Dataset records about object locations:
§

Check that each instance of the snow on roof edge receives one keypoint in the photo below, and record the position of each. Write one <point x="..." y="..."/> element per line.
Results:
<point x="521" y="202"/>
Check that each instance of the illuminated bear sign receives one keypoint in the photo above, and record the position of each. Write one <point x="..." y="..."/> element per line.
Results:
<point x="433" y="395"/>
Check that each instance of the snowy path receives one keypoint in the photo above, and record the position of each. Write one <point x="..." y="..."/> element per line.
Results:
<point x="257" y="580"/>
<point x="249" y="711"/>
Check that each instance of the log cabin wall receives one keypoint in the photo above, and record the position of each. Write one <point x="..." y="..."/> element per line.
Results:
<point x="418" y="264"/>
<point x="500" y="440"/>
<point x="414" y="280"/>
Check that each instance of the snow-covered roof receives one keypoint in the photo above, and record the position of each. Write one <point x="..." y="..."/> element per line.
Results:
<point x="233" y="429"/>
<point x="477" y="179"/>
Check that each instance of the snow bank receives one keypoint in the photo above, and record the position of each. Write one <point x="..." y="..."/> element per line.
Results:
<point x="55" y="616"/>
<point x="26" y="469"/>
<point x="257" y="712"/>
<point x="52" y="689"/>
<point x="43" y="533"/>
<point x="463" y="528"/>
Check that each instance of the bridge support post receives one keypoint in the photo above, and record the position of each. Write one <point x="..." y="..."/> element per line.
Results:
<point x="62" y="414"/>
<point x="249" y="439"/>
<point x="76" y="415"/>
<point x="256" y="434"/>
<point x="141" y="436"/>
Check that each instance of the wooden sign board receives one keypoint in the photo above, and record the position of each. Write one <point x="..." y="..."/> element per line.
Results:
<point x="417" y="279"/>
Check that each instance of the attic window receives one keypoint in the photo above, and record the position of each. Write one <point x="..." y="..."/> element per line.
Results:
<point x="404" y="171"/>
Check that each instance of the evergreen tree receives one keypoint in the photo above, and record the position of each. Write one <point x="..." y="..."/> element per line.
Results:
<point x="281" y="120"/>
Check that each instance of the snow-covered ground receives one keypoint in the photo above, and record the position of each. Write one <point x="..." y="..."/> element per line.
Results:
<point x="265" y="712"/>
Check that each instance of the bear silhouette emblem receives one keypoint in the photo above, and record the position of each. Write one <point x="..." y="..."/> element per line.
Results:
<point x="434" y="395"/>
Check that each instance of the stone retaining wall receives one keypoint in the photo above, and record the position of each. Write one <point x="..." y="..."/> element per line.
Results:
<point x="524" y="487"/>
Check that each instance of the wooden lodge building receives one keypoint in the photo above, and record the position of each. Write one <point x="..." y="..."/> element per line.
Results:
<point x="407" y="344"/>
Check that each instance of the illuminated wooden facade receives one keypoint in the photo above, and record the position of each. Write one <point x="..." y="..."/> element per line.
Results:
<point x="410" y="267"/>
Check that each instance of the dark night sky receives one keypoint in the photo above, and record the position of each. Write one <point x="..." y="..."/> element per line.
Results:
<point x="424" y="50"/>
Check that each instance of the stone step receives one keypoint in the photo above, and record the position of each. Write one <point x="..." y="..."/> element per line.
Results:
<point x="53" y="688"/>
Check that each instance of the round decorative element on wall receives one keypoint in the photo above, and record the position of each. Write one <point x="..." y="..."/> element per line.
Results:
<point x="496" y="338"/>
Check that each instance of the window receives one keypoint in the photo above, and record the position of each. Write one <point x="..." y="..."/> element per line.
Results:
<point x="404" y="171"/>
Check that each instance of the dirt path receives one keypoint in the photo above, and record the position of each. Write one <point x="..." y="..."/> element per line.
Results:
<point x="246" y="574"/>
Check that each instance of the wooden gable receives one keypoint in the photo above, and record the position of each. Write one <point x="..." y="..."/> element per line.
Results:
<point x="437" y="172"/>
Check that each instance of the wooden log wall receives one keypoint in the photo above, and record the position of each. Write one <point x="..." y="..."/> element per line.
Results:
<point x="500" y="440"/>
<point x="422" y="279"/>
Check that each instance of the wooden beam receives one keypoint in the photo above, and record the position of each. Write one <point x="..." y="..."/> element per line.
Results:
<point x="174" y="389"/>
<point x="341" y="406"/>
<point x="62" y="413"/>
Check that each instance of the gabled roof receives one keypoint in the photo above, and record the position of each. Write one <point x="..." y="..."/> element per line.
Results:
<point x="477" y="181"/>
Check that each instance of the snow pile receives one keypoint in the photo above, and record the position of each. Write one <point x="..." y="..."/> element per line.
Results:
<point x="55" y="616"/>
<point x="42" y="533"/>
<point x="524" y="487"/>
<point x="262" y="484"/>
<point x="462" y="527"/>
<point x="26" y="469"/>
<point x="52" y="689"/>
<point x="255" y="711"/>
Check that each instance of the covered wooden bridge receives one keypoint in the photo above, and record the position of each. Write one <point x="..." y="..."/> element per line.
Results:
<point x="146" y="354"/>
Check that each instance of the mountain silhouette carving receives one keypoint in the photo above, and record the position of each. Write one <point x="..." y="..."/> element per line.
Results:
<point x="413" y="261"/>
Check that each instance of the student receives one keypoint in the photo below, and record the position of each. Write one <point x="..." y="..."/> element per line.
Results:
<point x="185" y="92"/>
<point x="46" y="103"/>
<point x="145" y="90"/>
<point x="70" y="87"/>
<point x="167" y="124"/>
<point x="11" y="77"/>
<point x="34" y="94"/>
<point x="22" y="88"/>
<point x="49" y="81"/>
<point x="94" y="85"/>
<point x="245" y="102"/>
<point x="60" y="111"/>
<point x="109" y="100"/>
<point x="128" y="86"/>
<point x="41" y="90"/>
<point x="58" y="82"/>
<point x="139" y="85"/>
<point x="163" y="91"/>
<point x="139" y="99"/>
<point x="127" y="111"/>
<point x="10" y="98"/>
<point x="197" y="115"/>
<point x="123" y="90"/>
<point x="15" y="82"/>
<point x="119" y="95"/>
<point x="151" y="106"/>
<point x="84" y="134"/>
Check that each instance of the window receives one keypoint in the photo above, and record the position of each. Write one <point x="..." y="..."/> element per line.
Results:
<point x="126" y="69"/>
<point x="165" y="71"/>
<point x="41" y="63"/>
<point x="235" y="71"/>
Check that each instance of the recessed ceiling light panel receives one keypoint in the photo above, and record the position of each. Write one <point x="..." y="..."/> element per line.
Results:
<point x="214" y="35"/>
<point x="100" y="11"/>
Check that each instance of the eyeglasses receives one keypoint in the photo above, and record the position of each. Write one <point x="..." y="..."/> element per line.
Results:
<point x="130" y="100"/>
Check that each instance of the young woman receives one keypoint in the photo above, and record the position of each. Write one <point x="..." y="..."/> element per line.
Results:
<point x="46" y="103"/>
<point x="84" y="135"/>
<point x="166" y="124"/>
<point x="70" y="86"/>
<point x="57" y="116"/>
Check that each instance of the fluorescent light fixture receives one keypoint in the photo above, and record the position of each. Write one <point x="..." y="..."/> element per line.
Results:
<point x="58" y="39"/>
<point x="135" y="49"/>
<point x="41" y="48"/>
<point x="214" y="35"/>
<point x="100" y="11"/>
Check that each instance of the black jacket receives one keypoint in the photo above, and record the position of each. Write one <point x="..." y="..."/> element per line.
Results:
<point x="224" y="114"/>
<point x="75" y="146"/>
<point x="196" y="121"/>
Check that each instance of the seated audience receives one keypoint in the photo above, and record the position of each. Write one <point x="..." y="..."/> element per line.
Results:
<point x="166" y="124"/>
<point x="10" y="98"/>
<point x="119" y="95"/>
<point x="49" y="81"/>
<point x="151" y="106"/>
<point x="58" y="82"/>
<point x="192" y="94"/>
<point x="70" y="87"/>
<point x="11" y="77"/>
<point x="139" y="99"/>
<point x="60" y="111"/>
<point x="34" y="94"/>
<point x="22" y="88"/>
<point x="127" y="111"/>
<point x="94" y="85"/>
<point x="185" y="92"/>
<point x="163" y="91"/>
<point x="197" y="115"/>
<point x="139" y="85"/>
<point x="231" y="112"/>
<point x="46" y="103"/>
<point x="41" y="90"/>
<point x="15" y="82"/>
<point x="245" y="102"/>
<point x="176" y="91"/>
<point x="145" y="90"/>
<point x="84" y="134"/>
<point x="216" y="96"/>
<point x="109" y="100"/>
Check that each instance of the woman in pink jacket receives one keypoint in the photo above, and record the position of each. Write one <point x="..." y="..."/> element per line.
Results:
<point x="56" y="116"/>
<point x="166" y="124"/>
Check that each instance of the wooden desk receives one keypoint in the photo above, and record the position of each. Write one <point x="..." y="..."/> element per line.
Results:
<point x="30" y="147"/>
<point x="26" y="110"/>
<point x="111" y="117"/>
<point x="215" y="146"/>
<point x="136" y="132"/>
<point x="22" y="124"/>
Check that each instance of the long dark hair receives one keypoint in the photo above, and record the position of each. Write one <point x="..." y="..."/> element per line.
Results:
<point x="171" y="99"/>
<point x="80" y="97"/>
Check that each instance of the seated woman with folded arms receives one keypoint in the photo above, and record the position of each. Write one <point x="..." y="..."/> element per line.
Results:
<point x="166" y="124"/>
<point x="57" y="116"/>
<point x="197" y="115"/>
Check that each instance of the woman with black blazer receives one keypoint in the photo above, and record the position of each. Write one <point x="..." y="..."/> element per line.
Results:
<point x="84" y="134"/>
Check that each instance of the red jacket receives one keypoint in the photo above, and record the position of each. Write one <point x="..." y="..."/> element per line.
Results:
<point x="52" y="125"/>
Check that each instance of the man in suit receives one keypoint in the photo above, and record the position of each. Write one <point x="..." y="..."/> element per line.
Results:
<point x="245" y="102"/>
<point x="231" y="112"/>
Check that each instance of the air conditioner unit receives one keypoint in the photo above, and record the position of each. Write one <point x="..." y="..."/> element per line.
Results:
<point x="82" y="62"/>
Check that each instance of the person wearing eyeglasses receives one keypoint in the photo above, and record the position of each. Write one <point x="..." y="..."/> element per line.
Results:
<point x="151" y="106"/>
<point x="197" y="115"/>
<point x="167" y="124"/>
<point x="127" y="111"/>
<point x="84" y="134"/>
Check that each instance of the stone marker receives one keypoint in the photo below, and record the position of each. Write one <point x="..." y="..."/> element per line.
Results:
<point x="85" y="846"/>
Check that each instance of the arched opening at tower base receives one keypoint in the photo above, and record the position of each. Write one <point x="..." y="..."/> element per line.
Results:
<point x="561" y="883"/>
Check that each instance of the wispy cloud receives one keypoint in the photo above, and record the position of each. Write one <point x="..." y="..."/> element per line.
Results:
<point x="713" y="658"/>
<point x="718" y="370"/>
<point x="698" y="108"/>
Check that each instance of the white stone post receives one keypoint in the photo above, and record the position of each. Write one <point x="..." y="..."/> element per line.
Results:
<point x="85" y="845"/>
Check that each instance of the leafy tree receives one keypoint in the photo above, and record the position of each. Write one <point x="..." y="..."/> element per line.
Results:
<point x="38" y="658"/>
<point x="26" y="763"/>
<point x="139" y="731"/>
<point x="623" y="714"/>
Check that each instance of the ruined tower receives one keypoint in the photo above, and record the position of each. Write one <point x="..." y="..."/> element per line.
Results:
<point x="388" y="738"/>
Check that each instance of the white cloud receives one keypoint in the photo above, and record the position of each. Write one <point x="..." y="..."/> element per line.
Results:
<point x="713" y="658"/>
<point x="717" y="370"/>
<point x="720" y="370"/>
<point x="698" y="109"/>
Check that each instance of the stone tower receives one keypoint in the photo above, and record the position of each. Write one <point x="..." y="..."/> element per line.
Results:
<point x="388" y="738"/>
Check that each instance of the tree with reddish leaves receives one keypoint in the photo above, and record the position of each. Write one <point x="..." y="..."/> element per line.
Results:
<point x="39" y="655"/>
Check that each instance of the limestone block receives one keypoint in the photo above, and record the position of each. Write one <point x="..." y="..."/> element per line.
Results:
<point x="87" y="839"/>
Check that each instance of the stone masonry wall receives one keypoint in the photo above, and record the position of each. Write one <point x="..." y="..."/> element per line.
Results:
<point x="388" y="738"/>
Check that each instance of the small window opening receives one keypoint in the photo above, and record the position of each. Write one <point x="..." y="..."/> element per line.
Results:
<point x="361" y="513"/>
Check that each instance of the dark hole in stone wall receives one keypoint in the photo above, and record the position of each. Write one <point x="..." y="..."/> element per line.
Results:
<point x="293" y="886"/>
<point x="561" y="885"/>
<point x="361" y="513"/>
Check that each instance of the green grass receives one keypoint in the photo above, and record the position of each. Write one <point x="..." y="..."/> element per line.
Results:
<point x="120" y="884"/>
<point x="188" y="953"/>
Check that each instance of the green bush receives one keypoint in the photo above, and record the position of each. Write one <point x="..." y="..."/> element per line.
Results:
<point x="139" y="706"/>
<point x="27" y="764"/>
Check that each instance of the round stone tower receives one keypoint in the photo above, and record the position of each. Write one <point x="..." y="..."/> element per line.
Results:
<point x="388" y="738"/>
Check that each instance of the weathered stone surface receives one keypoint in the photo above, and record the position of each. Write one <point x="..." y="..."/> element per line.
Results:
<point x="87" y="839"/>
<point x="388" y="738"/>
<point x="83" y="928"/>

§

▸ **Problem to solve**
Using the material above, reproduce exactly the line that contains "Check that each instance of the green bush" and all lines after it through the last one, and only those.

▸ **Answer below**
Check that each instance of the green bush receives one keypoint in the photo above, and record the position of each. Write one <point x="..." y="..."/> element per line.
Results:
<point x="139" y="706"/>
<point x="27" y="764"/>
Check that each instance of the round stone tower receives one keypoint in the photo above, and record the position of each. Write one <point x="..." y="..."/> element per line.
Results:
<point x="388" y="738"/>
Check that each instance of the weathered stone surface receives one keypoint in the photo above, and record the position of each. Write one <point x="..." y="..."/> element per line.
Results:
<point x="87" y="839"/>
<point x="388" y="738"/>
<point x="83" y="928"/>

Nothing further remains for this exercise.